# 10 G rimless Successful ..finally



## HoustonFishFanatic (Apr 13, 2007)

Next time you head out to buy a 10g head to Wallyworld and get the 10g they sell for 10$. The Aqueon Brand tank I believe have the sides of the tank embedded in the bottom rim. That was atleast my experience with the one I got from petco. It cracked when I tried to remove the bottom rim. I then got a sharp knife and just shaved off the bottom rim on the next one. I have this tank for over 3 years now. Here is what can be acheived in a DIY rimless 10G. http://www.plantedtank.net/forums/tank-journals-photo-album/88801-10g-spring-colors.html
The one from walmart just has both the rims pasted on it with silicone so it comes of rather easily.


----------



## inthewerks (Sep 13, 2009)

Excuse me if I am retarded here, but if you make the tank rimless, what is holding the glass together? I dont think silicone can withstand the pressure created by 88 pounds of water in a 10 gallon tank. Can you explain this to me please? Thanks.


----------



## jargonchipmunk (Dec 8, 2008)

the rim on a 10g isn't really holding anything anyway. There are MUCH larger rimless tanks out there than this. The bond between two pieces of glass with silicon is surprisingly strong.

DATA LINES.

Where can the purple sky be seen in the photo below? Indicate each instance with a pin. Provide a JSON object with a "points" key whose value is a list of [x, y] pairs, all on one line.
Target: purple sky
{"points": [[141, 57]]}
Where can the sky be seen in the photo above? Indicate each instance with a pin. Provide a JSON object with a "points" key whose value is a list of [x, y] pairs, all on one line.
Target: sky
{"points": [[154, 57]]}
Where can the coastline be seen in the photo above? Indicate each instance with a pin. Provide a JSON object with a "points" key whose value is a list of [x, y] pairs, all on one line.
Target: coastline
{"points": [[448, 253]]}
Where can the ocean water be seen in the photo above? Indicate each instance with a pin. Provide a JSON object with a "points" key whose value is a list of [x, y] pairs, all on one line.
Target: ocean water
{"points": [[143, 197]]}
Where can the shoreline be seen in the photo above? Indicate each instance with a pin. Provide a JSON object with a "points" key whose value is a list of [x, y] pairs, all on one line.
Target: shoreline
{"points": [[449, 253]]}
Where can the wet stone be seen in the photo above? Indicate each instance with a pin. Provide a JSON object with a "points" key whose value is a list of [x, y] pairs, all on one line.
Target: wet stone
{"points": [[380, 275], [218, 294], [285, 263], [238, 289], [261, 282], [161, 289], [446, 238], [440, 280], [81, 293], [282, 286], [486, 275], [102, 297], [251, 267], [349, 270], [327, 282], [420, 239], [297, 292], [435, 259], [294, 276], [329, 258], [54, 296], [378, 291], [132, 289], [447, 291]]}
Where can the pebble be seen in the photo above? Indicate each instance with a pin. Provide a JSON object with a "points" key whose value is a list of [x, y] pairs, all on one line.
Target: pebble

TASK INSTRUCTIONS. Using the rimless 10-gallon tank thread, explain in one to three sentences why the first poster recommends the Walmart tank over the Aqueon tank for removing the rims.

EXPECTED ANSWER. The poster believes the Aqueon tank has its sides set into the bottom rim, and one cracked when they tried to remove that rim. The Walmart tank has both rims attached only with silicone, so they come off fairly easily.